*Your assignment*:
Print the records again, matching each line exactly.

*Available data*:
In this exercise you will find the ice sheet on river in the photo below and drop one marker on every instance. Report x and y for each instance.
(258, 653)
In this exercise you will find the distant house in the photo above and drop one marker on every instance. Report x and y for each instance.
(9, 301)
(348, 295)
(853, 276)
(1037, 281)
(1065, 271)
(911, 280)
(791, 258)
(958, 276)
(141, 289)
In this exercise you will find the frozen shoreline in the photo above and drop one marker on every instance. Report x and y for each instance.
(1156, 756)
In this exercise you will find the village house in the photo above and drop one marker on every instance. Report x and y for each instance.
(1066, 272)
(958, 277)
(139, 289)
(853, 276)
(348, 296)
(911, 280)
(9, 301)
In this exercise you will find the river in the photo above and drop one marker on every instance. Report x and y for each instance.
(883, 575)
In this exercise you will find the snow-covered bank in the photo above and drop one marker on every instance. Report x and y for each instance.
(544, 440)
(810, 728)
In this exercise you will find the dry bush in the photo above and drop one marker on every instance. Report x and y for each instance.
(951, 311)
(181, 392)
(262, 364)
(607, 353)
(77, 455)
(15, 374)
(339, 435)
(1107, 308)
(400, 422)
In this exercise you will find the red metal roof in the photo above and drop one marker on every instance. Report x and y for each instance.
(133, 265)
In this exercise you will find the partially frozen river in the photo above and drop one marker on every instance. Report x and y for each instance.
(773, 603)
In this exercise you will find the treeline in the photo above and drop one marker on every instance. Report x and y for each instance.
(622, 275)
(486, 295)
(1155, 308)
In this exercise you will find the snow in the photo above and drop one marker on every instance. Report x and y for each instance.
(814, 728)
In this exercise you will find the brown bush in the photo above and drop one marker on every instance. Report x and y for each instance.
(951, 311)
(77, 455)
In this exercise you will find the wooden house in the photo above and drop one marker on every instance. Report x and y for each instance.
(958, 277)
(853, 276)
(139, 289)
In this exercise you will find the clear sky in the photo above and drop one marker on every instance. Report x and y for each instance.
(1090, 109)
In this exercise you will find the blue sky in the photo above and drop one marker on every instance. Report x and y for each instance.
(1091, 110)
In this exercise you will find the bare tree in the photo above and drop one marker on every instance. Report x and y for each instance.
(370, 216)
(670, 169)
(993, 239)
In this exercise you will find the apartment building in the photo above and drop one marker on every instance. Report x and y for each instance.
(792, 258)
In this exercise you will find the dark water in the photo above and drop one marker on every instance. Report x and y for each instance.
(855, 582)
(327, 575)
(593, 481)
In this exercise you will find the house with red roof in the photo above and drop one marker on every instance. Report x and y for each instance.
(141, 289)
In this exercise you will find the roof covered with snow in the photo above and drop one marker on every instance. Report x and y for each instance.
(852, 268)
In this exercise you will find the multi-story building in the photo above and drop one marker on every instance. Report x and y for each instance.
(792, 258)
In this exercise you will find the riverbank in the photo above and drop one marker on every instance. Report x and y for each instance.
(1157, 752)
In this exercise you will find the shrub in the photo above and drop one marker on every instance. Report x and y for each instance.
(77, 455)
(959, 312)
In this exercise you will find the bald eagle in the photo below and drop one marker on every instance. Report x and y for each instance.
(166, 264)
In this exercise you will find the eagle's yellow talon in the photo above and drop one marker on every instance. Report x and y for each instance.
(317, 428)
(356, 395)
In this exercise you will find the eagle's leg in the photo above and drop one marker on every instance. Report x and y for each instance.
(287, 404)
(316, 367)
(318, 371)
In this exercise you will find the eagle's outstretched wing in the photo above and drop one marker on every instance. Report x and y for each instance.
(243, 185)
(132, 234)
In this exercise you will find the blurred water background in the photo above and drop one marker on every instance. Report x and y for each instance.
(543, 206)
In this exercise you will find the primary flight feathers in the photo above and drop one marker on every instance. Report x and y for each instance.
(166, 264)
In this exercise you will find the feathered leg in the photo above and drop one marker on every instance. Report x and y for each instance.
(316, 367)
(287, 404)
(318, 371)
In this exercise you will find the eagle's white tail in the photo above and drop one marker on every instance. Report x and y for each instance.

*Result below*:
In this exercise you will find the ice sheet on river in the photo below and drop one marker on every instance. Report x and y for each instance.
(258, 653)
In this exercise you will find the distant house in the photo above and drop one marker on every instance. Report x and y for each instance.
(9, 301)
(348, 295)
(853, 276)
(1037, 281)
(1065, 271)
(911, 280)
(791, 258)
(958, 276)
(141, 289)
In this exercise you will find the frozen shoreline in the photo above and drop one marker on every instance. Report x and y for each instance.
(1156, 756)
In this exercise you will find the village house in the photo above and drop one marker on every instance. Report x and y for each instance.
(1066, 272)
(958, 277)
(139, 289)
(853, 276)
(348, 296)
(911, 280)
(9, 301)
In this exercise you will find the river in the photo above and drop one marker on every instance. Report x and y for each instance.
(883, 575)
In this exercise you will find the snow-covered bank in the photo above and drop one marker on every instance. Report x and y for each instance.
(544, 440)
(810, 728)
In this exercise you will find the dry bush in the photo above and drop one marker on every instance. Report x and y for each instance.
(951, 311)
(181, 392)
(262, 364)
(607, 353)
(77, 455)
(15, 374)
(339, 435)
(1107, 308)
(400, 422)
In this exercise you will find the red metal roof in the photo above and drop one marker on every instance. Report x and y for each instance.
(133, 265)
In this exercise you will find the partially frozen river in the photo above and drop one marker on every instance. Report x and y for each instance.
(773, 603)
In this exercise you will find the treeline in the photo above and drop one marker on every instance. Report x and y for each instance.
(622, 275)
(486, 295)
(1155, 308)
In this exercise you will find the snow in the photo above and drop one marker on every instance. Report x and y for each instance.
(814, 728)
In this exercise you will find the brown bush in the photo above and drop one marker on every instance. Report x and y for each instance.
(951, 311)
(77, 455)
In this exercise you will find the wooden house in the photo above and drop one marker on every instance. Report x and y for each instance.
(958, 277)
(853, 276)
(139, 289)
In this exercise you will find the clear sky in the photo above and drop one marker on every instance. Report x and y for each instance.
(1090, 109)
In this exercise you will find the blue sky in the photo above and drop one marker on every instance. Report x and y for each instance.
(1091, 110)
In this exercise you will find the bare tree in the photo above and drop one marker on every instance. Report x and y for each instance.
(370, 216)
(670, 169)
(993, 239)
In this exercise you will find the apartment building in the photo above and drop one marker on every instance. Report x and y for each instance.
(792, 258)
In this exercise you will find the dark water in the photo above and drop one marker on every instance. Report x and y for each instance.
(855, 582)
(327, 575)
(593, 481)
In this exercise you will find the house with red roof in the photo above and drop one marker on every instance. Report x and y for each instance.
(141, 289)
In this exercise you will find the roof covered with snow in the photo above and drop one marker on every instance. Report x and y for each instance.
(852, 268)
In this exercise you will find the multi-story building in the photo above and drop one marker on every instance. Report x and y for each instance.
(792, 258)
In this exercise you will find the riverbank in the photo above and drop one marker on every instance. Report x and y for each instance.
(1157, 752)
In this exercise you will find the shrub in the photo above and drop one marker on every instance. Report x and y for each instance.
(77, 455)
(959, 312)
In this exercise you will find the bald eagle in the photo below and drop one marker on every instance. Report x and y for each instance.
(166, 264)
In this exercise you will find the eagle's yellow talon in the photo above and drop one marker on every instance. Report x and y for each instance.
(317, 428)
(356, 395)
In this exercise you will find the eagle's leg in the photo above and drop one marker on every instance. Report x and y for each instance.
(287, 404)
(316, 367)
(318, 371)
In this exercise you will find the eagle's outstretched wing in the photo above and drop one marker on every instance. Report x and y for each instance.
(243, 185)
(132, 234)
In this exercise you will find the blurred water background in the photo above and drop one marker on every instance. Report x and y for each instance.
(543, 206)
In this exercise you will find the primary flight feathers in the photo above and drop one marker on every instance. Report x and y for each instance.
(166, 264)
In this exercise you will find the feathered leg in the photo above and drop one marker on every instance. Report x and y for each instance.
(316, 367)
(287, 404)
(318, 371)
In this exercise you will find the eagle's white tail in the photo above and drop one marker on every instance. Report x and y for each instance.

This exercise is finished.